**What you have to do**
Reproduce the listing below, starting at the line that contains "of the man's" and ending at the end of the listing, with "white" swapped for "gray" and nothing else changed.

** START Provided material **

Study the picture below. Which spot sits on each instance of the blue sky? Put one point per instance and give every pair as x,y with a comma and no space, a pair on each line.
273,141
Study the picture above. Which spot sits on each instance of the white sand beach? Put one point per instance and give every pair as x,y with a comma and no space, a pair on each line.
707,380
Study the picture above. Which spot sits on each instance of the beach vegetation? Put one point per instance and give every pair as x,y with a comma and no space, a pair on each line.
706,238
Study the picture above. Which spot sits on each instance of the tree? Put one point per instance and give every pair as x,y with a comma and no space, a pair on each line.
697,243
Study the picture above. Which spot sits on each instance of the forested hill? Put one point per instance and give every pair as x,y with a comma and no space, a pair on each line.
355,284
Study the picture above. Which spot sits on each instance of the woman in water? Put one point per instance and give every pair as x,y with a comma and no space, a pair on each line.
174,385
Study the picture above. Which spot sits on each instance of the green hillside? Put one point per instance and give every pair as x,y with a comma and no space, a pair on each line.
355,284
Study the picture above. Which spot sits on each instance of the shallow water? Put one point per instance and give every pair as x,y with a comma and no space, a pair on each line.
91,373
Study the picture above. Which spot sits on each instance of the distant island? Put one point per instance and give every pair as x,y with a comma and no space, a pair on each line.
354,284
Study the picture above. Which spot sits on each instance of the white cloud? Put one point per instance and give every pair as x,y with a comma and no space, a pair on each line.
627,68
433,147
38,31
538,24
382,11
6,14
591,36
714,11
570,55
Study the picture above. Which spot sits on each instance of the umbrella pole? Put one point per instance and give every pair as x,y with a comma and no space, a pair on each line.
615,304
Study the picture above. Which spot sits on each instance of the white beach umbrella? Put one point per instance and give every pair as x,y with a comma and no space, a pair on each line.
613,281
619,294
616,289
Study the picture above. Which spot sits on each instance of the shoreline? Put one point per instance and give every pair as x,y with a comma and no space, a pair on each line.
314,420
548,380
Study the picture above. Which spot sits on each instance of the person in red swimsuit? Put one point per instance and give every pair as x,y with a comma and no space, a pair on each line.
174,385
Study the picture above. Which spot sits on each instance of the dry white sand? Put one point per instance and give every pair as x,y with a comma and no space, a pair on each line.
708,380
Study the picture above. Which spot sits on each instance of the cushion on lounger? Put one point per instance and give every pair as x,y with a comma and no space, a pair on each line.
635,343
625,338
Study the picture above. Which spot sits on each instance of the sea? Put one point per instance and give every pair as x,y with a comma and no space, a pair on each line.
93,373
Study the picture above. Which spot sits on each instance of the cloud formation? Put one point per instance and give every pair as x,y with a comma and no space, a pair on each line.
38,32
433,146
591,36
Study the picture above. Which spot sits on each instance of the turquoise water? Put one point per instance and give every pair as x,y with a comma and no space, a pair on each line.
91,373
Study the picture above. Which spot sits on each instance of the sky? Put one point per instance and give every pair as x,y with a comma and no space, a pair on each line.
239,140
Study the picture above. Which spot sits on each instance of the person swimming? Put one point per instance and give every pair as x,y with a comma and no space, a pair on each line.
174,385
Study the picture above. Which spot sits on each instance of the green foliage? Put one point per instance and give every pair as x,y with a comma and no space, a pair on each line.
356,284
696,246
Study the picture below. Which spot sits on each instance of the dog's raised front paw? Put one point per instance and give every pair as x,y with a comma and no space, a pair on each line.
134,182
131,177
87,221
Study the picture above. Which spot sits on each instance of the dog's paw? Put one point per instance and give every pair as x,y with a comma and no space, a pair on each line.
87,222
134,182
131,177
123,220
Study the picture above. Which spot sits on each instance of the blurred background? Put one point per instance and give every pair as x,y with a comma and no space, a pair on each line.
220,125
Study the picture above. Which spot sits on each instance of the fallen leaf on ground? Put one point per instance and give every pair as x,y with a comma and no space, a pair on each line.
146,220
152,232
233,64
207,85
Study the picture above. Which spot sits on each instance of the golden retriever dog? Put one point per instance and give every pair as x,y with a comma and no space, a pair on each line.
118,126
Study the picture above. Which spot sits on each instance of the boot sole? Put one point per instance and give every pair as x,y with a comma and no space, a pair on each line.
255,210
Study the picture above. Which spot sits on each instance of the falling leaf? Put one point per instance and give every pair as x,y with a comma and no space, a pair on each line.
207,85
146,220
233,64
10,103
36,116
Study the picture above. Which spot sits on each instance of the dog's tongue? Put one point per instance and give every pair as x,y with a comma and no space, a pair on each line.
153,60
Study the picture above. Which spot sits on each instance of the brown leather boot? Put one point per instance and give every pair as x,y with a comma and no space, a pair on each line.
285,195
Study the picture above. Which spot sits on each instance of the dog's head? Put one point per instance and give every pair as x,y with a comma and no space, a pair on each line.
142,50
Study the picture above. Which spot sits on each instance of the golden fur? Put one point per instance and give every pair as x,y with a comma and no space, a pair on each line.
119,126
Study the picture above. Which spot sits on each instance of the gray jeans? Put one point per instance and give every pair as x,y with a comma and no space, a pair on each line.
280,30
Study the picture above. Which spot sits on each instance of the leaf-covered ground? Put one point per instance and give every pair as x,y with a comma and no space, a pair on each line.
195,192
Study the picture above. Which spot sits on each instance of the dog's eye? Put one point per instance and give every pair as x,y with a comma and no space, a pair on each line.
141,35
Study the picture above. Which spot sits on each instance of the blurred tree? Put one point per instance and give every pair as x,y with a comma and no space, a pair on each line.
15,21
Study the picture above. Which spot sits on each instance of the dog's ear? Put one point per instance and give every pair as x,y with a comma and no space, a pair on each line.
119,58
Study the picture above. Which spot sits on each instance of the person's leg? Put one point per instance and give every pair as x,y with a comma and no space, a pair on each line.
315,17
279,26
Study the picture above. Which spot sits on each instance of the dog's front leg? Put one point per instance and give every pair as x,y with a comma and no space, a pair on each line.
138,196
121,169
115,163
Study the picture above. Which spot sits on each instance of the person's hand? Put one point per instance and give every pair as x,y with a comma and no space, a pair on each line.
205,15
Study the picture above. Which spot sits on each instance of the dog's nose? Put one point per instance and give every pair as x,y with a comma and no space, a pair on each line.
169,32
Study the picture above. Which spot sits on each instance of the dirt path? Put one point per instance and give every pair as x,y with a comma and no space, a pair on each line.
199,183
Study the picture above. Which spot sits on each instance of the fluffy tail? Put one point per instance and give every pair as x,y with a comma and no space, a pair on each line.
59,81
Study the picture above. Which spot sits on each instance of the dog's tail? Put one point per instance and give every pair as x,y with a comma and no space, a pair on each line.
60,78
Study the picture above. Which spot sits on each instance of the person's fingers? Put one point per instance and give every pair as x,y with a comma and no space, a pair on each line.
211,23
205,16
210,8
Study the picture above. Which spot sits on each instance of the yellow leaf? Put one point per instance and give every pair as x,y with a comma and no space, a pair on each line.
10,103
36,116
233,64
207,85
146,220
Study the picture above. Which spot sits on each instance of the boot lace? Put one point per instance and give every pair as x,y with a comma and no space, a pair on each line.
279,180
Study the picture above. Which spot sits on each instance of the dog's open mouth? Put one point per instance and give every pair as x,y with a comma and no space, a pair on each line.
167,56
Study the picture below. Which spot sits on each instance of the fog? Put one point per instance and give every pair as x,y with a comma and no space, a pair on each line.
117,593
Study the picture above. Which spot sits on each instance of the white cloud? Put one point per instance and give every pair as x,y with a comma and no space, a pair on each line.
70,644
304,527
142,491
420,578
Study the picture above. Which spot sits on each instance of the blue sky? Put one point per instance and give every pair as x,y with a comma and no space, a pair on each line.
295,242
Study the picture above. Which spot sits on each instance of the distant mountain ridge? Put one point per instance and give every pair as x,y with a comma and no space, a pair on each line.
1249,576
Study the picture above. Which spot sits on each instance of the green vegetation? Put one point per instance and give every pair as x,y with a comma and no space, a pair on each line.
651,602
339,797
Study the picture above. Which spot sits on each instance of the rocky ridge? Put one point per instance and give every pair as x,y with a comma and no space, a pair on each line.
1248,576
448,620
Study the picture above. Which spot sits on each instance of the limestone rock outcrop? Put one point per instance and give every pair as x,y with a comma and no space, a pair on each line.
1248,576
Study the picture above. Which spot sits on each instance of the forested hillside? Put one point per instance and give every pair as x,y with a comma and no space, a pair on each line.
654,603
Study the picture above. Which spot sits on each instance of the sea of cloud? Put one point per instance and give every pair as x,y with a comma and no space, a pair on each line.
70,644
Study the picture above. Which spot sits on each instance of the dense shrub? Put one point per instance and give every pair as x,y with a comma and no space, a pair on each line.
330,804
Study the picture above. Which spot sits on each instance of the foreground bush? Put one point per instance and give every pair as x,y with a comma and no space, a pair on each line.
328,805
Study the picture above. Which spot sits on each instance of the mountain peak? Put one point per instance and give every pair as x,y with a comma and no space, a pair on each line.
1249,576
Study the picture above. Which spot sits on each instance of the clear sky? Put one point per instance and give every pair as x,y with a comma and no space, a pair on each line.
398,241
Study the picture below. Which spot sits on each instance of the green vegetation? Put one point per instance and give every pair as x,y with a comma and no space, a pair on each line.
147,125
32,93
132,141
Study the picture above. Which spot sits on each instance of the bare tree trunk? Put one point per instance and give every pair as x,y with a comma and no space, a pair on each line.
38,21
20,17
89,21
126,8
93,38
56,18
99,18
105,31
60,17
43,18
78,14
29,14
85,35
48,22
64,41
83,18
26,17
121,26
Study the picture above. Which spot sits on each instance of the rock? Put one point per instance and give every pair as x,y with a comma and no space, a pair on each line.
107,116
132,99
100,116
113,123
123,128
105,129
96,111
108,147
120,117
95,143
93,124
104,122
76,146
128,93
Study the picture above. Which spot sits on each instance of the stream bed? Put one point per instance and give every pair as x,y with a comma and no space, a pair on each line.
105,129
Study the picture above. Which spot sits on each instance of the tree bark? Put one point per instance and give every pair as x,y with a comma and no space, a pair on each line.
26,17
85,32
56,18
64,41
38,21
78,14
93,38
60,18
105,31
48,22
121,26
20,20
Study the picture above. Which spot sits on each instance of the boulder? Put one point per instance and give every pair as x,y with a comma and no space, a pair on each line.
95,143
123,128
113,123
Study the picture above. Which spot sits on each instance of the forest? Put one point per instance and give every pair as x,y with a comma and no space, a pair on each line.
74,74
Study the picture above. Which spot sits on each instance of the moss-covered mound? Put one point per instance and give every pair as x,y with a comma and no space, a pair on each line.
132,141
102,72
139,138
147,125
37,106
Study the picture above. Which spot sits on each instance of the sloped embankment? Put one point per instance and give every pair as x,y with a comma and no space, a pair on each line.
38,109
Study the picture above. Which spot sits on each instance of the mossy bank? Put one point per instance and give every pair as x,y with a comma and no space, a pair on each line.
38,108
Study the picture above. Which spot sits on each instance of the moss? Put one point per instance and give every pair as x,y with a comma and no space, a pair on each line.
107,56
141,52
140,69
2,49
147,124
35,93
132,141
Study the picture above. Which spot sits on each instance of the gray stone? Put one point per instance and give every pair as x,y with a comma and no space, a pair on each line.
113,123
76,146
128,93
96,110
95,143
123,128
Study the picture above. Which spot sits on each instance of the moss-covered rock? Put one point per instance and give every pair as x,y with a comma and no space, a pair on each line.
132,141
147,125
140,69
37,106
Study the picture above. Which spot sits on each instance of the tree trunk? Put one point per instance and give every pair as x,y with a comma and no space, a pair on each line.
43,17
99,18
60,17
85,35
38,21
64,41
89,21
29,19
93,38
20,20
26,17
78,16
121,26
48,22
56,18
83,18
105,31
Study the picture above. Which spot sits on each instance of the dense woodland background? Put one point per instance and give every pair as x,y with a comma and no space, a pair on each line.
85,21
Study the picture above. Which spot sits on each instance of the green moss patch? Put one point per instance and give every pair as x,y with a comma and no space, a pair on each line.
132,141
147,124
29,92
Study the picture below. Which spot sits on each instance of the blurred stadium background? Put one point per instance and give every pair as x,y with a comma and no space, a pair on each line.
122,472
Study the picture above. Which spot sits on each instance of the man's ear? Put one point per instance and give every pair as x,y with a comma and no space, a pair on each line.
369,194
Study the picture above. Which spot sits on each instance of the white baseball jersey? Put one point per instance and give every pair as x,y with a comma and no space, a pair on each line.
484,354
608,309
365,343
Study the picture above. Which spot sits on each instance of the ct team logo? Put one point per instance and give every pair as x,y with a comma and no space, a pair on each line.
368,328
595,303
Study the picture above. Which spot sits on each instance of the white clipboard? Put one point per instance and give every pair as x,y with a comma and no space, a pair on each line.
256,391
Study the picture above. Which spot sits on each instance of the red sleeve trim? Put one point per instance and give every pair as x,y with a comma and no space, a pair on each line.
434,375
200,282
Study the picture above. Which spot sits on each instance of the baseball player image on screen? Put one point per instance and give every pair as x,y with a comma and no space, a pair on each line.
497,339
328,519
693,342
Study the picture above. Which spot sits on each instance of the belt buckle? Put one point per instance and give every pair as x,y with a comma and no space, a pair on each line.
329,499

** END Provided material **

**Reply to the task**
Study the picture above. Which spot sits on each instance of the man's ear? Put one point per instance and give every pair as x,y with a comma and no space, a pair on each line.
369,194
Study the picture above. Which spot sits on each instance of the gray baseball jersey? Put one point per instance and give every pair as x,y with a comma and no space, a pair on each line.
484,354
608,309
365,343
Study the picture above. Which spot sits on each instance of the ct team logo? Put one point per instance and give every pair as x,y with a comma and no space, a pair on each line.
368,328
595,303
Study the picture above. Which spot sits on each instance of the gray clipboard? Put one point per instance and give every pair as x,y with a comma and no space, a pair on each line.
256,391
Study the picture above. Which spot sits on each instance of the red sleeve trim? Put one point per instance and give every pair as x,y with a comma and no space, a pair on each line.
434,375
200,282
Study the picture above. Which spot sits on each instance of the baseball player image on screen? Put one point per instance and give every pair as x,y with a comma and no space, a pair on each line.
497,339
328,519
693,342
Study the picture above. Which spot sits on each instance of the belt buckle? Put one point per instance and give every pair as x,y with a comma and no space, a pair on each line.
329,499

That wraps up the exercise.